[Collected data]
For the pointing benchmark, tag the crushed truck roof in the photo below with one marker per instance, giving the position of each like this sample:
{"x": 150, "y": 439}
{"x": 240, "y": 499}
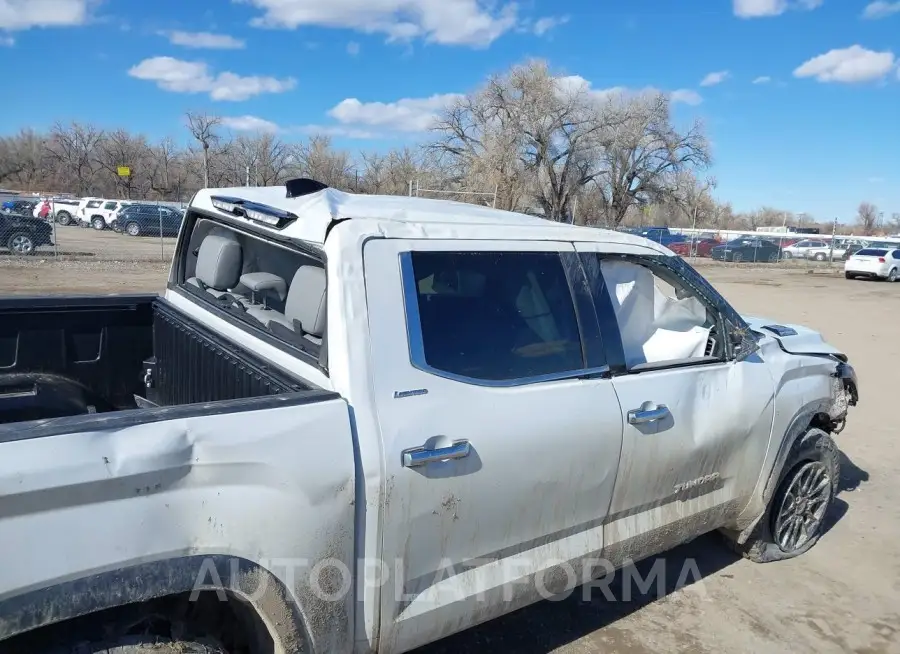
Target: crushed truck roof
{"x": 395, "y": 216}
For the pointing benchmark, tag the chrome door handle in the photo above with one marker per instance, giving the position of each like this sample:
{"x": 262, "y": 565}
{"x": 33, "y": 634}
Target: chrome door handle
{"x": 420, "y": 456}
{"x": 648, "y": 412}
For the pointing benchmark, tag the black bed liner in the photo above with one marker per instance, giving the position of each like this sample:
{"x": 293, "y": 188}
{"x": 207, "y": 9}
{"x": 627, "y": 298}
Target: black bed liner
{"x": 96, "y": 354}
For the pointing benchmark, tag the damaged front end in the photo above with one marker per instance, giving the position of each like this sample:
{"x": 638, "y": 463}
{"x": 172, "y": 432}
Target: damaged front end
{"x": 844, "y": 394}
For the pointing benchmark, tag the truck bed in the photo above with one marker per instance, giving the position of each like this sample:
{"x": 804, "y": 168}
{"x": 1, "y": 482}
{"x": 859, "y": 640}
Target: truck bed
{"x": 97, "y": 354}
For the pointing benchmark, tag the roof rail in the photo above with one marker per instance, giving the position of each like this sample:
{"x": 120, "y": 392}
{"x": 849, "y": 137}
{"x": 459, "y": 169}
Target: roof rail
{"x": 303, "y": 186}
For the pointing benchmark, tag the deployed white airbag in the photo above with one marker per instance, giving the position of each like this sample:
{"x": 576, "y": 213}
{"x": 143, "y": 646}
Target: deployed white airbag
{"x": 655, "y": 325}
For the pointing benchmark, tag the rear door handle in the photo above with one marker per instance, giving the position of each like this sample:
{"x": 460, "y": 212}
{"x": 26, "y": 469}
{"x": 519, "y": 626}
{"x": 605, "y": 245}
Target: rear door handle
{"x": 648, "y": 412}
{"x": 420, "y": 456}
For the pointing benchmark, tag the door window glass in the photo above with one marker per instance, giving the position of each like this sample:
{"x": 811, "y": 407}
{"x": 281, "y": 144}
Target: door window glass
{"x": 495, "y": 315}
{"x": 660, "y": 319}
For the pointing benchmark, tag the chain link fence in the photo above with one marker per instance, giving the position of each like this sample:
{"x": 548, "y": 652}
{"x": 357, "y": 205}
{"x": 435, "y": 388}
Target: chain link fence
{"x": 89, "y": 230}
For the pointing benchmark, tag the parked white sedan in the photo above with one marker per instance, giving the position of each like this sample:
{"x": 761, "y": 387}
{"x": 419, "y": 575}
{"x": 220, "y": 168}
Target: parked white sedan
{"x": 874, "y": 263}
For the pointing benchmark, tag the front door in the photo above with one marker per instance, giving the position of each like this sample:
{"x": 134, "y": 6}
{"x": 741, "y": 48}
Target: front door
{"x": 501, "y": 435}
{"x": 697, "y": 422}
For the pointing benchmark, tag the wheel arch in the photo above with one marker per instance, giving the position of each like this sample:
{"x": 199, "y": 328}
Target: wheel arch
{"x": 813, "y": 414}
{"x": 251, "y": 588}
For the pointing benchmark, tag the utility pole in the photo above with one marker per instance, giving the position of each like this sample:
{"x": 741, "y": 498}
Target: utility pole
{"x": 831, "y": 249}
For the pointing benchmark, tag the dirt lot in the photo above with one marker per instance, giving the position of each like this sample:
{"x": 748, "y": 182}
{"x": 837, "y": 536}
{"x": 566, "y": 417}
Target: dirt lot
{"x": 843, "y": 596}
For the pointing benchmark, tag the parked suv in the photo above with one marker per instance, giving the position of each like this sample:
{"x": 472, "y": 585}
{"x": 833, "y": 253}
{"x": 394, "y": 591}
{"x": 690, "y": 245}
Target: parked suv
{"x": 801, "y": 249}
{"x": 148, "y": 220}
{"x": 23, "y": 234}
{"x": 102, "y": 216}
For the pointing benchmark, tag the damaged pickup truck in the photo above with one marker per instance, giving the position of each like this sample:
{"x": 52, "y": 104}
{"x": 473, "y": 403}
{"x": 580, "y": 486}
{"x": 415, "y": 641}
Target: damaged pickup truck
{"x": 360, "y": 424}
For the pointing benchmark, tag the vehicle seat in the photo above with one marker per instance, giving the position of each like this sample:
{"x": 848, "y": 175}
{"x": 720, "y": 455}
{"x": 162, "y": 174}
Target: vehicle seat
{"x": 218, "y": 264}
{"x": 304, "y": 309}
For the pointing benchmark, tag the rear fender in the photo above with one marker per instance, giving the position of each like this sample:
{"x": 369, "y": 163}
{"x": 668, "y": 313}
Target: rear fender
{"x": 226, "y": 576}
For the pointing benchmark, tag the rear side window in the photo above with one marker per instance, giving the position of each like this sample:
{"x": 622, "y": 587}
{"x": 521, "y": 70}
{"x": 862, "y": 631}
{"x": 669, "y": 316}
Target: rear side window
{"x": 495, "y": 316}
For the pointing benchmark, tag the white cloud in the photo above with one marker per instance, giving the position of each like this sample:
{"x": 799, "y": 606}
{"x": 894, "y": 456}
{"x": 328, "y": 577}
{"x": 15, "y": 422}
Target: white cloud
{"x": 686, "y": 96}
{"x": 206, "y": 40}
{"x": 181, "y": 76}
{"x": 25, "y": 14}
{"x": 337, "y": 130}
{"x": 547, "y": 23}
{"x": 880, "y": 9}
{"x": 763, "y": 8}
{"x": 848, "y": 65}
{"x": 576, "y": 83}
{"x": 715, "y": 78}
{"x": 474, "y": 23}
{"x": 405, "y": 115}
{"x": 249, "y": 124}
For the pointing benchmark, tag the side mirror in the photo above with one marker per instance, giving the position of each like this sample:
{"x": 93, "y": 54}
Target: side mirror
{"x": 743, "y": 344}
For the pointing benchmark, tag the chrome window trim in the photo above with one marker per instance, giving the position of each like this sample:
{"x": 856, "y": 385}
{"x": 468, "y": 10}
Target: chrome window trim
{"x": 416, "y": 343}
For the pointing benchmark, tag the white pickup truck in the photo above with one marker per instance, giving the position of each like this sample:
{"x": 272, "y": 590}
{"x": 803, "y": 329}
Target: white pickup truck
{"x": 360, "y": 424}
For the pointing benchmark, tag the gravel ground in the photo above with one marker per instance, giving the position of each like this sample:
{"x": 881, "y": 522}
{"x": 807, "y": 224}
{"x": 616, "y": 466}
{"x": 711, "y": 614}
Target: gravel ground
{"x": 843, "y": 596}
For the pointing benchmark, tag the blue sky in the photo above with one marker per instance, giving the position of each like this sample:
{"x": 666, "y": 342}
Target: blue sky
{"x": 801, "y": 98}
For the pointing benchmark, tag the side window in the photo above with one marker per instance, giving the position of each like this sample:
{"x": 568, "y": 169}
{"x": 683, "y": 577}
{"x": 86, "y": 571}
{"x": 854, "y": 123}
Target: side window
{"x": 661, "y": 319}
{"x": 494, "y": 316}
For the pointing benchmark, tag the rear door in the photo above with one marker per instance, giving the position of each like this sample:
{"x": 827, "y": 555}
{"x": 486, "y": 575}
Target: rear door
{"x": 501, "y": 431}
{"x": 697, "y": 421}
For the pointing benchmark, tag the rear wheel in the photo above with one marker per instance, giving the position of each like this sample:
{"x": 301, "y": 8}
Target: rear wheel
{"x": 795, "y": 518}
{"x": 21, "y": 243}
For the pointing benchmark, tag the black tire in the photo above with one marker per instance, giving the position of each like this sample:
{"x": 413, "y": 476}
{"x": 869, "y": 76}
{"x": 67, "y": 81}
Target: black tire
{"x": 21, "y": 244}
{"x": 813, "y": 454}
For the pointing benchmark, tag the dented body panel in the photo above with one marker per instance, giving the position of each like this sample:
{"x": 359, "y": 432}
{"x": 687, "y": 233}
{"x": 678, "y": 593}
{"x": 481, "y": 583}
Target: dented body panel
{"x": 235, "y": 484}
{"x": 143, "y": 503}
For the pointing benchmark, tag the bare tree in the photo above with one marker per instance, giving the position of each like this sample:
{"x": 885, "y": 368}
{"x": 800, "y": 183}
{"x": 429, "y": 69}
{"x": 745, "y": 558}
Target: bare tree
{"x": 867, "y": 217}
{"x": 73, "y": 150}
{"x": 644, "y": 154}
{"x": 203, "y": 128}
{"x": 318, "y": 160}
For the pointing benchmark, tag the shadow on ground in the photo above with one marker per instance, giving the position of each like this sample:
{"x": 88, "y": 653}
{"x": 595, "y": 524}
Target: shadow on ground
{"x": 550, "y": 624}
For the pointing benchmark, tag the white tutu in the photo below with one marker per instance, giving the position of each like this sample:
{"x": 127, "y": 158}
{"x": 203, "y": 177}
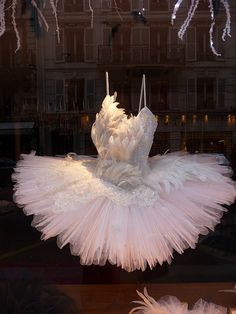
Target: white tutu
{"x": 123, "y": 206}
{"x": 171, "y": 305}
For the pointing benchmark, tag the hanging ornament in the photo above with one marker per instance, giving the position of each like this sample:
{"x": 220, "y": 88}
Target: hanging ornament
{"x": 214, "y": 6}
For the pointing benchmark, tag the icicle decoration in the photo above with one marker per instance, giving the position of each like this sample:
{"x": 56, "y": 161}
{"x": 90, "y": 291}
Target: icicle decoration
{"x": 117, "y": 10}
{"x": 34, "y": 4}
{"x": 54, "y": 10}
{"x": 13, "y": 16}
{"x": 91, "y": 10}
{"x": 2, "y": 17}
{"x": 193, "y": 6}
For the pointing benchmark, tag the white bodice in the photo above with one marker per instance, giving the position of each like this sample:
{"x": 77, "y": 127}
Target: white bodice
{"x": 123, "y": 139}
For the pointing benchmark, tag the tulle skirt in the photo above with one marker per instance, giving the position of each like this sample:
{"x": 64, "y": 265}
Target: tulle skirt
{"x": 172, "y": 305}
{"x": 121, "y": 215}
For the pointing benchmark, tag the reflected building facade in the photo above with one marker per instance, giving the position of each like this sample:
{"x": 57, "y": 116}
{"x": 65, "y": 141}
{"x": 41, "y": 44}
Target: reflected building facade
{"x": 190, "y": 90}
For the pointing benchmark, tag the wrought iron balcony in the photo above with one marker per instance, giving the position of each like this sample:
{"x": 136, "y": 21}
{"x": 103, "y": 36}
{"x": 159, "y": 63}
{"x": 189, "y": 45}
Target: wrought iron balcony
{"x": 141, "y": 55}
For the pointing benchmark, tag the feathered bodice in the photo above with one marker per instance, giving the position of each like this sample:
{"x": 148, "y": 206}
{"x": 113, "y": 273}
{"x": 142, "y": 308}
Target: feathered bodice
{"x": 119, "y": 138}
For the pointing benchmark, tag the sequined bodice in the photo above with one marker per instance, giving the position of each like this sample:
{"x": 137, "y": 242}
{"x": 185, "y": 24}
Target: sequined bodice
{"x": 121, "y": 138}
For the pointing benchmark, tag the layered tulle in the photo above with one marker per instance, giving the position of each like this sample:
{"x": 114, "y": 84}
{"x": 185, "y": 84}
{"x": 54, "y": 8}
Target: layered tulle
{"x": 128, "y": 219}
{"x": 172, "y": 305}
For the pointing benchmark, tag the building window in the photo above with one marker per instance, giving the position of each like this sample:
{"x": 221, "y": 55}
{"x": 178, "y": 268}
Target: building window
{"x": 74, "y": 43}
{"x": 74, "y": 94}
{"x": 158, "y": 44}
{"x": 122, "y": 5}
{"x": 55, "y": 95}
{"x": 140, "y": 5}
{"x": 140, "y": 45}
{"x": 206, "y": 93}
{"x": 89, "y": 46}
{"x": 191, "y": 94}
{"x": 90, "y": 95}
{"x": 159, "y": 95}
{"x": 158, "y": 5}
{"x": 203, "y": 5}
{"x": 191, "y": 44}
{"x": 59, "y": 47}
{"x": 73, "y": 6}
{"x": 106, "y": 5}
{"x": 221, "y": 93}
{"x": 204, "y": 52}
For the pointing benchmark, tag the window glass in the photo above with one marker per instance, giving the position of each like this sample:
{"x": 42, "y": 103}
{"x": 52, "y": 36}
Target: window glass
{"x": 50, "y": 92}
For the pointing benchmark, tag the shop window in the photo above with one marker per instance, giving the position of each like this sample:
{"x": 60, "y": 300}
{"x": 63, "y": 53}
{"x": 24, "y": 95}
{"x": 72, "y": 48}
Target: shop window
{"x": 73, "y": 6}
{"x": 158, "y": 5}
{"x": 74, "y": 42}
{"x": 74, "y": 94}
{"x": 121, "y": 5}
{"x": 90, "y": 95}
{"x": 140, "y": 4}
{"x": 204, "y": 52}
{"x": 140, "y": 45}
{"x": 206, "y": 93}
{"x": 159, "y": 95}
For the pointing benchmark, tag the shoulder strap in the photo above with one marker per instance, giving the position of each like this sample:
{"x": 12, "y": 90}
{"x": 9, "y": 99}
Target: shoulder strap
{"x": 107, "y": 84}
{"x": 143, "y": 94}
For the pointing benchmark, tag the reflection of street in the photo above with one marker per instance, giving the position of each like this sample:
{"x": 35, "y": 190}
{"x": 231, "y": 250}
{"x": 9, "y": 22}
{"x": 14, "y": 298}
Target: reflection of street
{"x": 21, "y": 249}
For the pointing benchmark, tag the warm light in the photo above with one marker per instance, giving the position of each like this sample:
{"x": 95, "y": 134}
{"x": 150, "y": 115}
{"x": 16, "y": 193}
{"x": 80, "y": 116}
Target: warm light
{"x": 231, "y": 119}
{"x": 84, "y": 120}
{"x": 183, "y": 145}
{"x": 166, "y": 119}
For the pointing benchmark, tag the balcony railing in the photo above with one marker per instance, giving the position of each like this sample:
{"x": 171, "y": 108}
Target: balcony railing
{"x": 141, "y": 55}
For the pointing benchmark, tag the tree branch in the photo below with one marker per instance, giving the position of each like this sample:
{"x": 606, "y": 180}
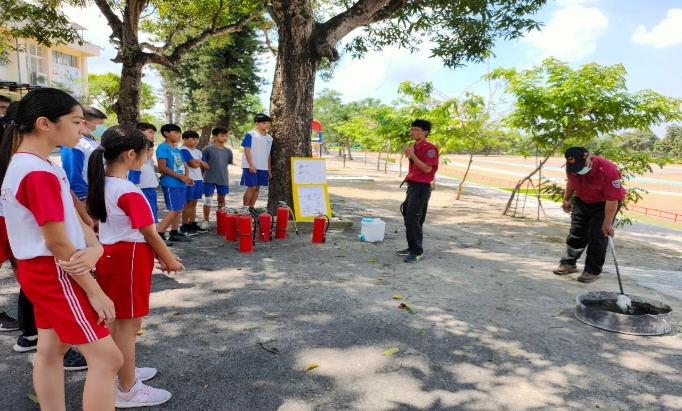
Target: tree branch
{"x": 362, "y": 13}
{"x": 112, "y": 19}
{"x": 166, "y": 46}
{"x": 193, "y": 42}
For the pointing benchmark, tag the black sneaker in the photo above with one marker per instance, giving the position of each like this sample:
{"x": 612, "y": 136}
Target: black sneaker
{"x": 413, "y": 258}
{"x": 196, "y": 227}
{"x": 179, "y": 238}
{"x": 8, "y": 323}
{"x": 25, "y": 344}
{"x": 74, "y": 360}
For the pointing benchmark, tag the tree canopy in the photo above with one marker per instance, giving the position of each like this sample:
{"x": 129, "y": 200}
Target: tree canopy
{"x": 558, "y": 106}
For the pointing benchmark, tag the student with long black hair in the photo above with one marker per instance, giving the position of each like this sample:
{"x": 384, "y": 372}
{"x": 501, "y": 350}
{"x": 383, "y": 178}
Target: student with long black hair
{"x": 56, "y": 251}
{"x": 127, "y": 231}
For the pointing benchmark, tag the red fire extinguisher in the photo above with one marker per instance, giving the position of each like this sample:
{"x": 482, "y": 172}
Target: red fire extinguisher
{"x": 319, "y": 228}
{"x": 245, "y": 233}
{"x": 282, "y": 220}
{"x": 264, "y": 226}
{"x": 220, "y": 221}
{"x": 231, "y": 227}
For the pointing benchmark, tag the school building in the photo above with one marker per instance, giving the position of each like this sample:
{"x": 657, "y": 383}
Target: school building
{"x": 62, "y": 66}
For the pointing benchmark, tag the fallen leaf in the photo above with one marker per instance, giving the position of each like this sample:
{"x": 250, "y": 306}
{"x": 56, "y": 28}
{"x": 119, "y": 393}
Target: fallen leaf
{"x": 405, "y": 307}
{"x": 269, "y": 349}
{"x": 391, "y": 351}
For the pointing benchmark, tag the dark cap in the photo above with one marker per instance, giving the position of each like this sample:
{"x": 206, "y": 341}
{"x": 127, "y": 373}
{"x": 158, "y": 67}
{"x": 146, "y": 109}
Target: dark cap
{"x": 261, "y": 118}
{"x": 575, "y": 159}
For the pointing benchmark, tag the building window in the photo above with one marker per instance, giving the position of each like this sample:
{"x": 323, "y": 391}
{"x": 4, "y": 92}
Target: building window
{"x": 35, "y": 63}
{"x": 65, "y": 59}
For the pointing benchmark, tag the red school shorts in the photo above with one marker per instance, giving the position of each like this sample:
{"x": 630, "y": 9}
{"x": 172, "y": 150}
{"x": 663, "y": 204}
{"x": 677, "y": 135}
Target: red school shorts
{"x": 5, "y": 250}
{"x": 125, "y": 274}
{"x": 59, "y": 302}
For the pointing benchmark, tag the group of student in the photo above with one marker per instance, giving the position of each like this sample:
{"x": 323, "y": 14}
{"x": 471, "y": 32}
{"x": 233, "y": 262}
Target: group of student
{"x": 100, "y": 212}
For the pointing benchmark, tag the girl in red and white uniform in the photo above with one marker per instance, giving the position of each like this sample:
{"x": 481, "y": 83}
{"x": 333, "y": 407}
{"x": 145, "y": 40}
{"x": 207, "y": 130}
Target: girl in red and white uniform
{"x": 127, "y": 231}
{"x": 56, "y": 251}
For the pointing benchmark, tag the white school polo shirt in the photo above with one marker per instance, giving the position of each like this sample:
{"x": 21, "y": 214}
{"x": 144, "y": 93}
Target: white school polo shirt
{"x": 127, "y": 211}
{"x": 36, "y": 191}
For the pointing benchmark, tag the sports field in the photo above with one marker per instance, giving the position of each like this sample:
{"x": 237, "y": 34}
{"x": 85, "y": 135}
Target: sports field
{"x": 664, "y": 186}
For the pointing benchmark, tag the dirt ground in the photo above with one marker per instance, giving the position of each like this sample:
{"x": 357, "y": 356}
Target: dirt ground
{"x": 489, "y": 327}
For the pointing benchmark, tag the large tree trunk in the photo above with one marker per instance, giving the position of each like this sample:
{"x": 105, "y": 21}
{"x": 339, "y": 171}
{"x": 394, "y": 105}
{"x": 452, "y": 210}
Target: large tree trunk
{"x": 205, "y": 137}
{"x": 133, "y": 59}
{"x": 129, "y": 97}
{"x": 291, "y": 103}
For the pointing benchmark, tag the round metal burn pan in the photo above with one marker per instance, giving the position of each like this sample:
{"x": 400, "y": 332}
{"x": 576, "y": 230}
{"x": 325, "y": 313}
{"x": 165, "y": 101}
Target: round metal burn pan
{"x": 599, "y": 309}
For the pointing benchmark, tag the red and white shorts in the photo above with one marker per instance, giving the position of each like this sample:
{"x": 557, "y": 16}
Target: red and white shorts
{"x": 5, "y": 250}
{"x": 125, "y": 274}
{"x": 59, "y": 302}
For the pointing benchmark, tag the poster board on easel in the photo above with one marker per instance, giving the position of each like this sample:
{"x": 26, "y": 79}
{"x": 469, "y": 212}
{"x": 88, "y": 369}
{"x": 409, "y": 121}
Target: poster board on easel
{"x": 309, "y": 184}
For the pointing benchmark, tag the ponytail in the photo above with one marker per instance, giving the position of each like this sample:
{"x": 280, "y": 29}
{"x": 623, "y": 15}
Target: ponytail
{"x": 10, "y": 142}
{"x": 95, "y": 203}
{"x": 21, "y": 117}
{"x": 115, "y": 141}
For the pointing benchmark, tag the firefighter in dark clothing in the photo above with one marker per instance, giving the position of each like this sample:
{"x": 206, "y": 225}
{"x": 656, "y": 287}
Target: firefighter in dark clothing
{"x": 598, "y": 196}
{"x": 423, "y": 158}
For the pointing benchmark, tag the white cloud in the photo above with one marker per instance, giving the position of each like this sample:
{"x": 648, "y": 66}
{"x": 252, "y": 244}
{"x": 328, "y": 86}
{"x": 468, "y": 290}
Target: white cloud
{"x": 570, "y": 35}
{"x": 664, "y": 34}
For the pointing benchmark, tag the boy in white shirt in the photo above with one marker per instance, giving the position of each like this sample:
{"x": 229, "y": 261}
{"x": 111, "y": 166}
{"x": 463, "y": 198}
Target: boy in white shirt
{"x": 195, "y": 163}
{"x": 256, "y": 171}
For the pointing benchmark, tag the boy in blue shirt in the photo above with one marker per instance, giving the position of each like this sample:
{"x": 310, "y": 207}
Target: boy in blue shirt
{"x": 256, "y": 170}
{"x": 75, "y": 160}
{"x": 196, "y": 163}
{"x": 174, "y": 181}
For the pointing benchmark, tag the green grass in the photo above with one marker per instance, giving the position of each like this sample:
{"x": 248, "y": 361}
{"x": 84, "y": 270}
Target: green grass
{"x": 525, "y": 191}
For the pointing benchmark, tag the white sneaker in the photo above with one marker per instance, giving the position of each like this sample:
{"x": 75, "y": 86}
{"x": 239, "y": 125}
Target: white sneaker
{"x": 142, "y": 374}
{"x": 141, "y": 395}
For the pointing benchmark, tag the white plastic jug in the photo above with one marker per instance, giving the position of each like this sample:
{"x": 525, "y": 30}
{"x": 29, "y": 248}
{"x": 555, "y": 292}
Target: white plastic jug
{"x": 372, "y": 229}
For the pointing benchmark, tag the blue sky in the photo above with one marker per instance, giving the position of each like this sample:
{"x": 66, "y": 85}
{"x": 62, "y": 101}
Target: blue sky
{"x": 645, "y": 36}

Task details: Return every line from the one holding "For the pointing benchmark, tag the boy in white" through the end of the data, exactly as it appears, with both ends kept and nothing else.

Full solution:
For the pointing benchmark, tag the boy in white shirt in the photo above with one marker per instance, giving the position of each like this sample:
{"x": 229, "y": 261}
{"x": 111, "y": 166}
{"x": 463, "y": 198}
Target: boy in white shirt
{"x": 195, "y": 163}
{"x": 256, "y": 171}
For the pointing benchmark, tag the boy in blue shirt in the photo above with one marker per instance, giving the position of each like this sample:
{"x": 310, "y": 207}
Target: boy in blue shirt
{"x": 256, "y": 170}
{"x": 75, "y": 160}
{"x": 196, "y": 163}
{"x": 174, "y": 181}
For the pointing benchmark, tag the green grass in the photo above with one marker per instance, giving the position of each like this sample:
{"x": 248, "y": 361}
{"x": 84, "y": 270}
Target: green grass
{"x": 525, "y": 191}
For the pointing benchmark, tag the white sneaker in the photo above with one marker per instance, giving the position of each like this sample:
{"x": 75, "y": 86}
{"x": 239, "y": 125}
Target: white sneaker
{"x": 142, "y": 374}
{"x": 141, "y": 395}
For the pointing benchmark, tag the white plastic jug in the photo above with one marker per instance, giving the position of each like this sample:
{"x": 525, "y": 30}
{"x": 29, "y": 248}
{"x": 555, "y": 292}
Target: white plastic jug
{"x": 372, "y": 229}
For the pointing benchmark, tag the blue sky in the photo above with one marker per instance, giving the position of each like this sample:
{"x": 66, "y": 85}
{"x": 62, "y": 101}
Target: blue sky
{"x": 645, "y": 36}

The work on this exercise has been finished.